◆ **Materials provided**
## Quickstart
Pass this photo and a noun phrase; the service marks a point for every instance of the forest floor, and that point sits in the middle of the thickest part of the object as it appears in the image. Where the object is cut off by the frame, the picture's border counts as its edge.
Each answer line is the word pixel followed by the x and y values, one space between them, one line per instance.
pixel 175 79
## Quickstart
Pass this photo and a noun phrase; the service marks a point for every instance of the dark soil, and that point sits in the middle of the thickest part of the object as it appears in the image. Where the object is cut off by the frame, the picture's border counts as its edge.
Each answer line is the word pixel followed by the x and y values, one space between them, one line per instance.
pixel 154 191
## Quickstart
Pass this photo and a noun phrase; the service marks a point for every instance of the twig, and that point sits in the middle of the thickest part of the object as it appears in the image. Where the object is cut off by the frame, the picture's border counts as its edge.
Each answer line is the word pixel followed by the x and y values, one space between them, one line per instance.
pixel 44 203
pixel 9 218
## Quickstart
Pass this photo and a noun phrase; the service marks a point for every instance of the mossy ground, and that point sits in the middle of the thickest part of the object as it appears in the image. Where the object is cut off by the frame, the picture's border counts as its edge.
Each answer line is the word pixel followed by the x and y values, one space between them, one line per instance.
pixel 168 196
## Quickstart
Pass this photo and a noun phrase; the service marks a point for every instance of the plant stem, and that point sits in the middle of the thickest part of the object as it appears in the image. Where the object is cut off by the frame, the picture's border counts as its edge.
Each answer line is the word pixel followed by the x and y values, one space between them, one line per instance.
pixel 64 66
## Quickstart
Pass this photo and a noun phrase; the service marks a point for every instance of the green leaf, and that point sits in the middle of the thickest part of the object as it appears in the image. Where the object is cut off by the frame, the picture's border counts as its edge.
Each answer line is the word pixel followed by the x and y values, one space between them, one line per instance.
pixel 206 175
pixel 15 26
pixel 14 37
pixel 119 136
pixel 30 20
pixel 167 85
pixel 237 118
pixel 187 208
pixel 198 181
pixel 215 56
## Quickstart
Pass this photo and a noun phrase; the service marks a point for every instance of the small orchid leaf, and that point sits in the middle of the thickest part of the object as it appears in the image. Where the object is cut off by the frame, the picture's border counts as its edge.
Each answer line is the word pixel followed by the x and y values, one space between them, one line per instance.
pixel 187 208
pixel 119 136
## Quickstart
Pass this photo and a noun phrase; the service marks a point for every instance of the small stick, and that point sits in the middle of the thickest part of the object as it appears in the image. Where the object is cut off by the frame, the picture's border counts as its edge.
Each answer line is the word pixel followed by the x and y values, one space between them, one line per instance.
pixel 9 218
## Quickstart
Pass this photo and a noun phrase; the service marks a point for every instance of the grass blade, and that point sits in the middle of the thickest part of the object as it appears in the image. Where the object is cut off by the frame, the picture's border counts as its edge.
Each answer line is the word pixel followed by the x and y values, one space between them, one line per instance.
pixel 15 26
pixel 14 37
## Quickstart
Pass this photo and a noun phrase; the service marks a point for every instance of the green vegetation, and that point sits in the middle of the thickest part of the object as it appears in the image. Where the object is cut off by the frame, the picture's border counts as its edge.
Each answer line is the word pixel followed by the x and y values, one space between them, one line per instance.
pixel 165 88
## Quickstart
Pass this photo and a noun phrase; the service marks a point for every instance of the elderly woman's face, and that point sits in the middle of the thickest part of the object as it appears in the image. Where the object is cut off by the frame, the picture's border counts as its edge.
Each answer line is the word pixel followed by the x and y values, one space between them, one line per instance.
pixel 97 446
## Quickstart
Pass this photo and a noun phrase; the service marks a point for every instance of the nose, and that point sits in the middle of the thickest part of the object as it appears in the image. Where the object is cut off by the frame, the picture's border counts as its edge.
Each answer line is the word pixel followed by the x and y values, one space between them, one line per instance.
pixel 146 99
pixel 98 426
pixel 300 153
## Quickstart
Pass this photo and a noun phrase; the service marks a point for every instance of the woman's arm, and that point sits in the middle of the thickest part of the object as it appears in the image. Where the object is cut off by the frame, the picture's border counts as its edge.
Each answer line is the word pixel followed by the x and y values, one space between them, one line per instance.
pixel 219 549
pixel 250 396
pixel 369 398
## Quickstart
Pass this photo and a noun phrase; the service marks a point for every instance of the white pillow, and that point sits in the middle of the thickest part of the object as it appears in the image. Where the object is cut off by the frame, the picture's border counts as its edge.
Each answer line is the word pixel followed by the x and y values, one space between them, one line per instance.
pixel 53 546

◆ **The request**
Quote all of the entries verbatim.

◆ **Response to this task**
## Quickstart
Pass this photo and a noun phrase; the service marks a point for every instance of the forest floor, and that point sits in the middle of the thickest part of the object as it appears in the image. Where the object is cut off by the frame, the picture's border counts as its edge.
Each answer line is the word pixel followed by the x and y values, one space between them, one line per instance.
pixel 175 79
## Quickstart
Pass this photo and a noun phrase; the service marks a point for every instance of the dark soil, and that point sits in the middle of the thickest part of the object as it appears in the image. Where the object is cut off by the frame, the picture's border counts as its edge.
Each answer line is the word pixel followed by the x and y values, one space between them, one line per instance.
pixel 154 191
## Quickstart
Pass this photo and a noun phrase; the service marks a point for every instance of the twig, and that point sits in the middle of the thickest part of the object as it appears in the image. Where the object is cut off by the frame, the picture's border counts as its edge.
Each answer line is the word pixel followed by the x and y values, one space between them, one line per instance.
pixel 44 203
pixel 9 218
## Quickstart
Pass this photo and a noun phrase; the service marks a point for every instance of the mossy ground, and that point sits in the middle of the thickest part of the object as it appears in the image. Where the object is cut off by the frame, the picture's border counts as its edge.
Each answer line is the word pixel followed by the x and y values, one space between them, one line per instance.
pixel 168 196
## Quickstart
Pass this photo and a noun phrase; the service marks a point for every instance of the plant stem, and that point sits in the middle of the thickest part of the object as it appears in the image. Where the object is cut off by the frame, the picture's border counts as its edge.
Each answer line is the word pixel followed by the x and y values, one space between them, one line per instance.
pixel 64 66
## Quickstart
Pass this photo and a noun phrase; the service marks a point for every instance of the green leaf, and that point sits in the middle of the thickest part of the object as it appears in the image. Where the object is cut off by the frame, the picture's border counts as its edge.
Each answer line is the word pixel followed by the x and y values, one space between them, one line per instance.
pixel 206 175
pixel 15 26
pixel 14 37
pixel 119 136
pixel 30 20
pixel 167 85
pixel 237 118
pixel 187 208
pixel 198 181
pixel 215 56
## Quickstart
Pass this photo and a noun phrase; the service marks a point for every instance of the small orchid leaf, and that point sits in the middle of the thickest part of the object as it appears in the image. Where the object is cut off by the frame, the picture's border counts as its edge.
Each answer line is the word pixel followed by the x and y values, one space between them, one line per instance.
pixel 187 208
pixel 119 136
## Quickstart
Pass this photo and a noun phrase; the service marks a point for every instance of the small stick, and that point sits in the middle of the thickest part of the object as it appears in the image. Where the object is cut off by the frame, the picture's border counts as its edge.
Each answer line is the word pixel followed by the x and y values, one space between them, one line per instance.
pixel 9 218
## Quickstart
Pass this photo and a noun phrase; the service marks a point for every instance of the grass blade, and that point sits in the middle of the thickest part of the object as it appears in the image. Where the object is cut off by the frame, the picture's border counts as its edge.
Each answer line is the word pixel followed by the x and y values, one space between them, one line per instance.
pixel 15 26
pixel 14 37
## Quickstart
Pass this photo and a noun phrase; the service marks a point for every instance of the green vegetation, and that point sits in the middle of the thickest part of the object as it appears in the image. Where the object is cut off by the frame, the picture's border counts as its edge.
Each answer line is the word pixel followed by the x and y values, one space between them, one line per instance.
pixel 165 88
## Quickstart
Pass this photo and a noun phrase; the service marks a point for every instance of the elderly woman's face, and that point sits in the middle of the thickest part of the object as it appears in the image. Where the object is cut off by the frame, the picture's border counts as its edge.
Each answer line is the word pixel followed by the x and y values, one space between them, one line per instance.
pixel 97 446
## Quickstart
Pass this photo and a noun phrase; the service marks a point for every instance of the nose, and that point sits in the middle of the thickest part of the object as it appears in the image. Where the object is cut off by the frame, the picture's border counts as its edge.
Each answer line is the word pixel followed by the x and y values, one space between them, one line per instance.
pixel 146 99
pixel 98 426
pixel 300 153
## Quickstart
Pass this photo and a noun phrase; the service marks a point for every instance of the woman's arm, and that point sits in the middle of the thickest part of the object as it appears in the image. Where the object is cut off by the frame, the picture's border counts as its edge.
Each answer line is the word pixel followed by the x and y values, one space between them, one line per instance.
pixel 219 549
pixel 250 396
pixel 369 398
## Quickstart
Pass this photo and a noun phrase; the service marks a point for every instance of the white pillow, and that point sits in the middle of the thickest part of the object as it appears in the image. Where the object is cut off by the frame, the picture's border counts as its edge.
Each answer line is the word pixel followed by the x and y values, one space between them, one line per instance.
pixel 53 546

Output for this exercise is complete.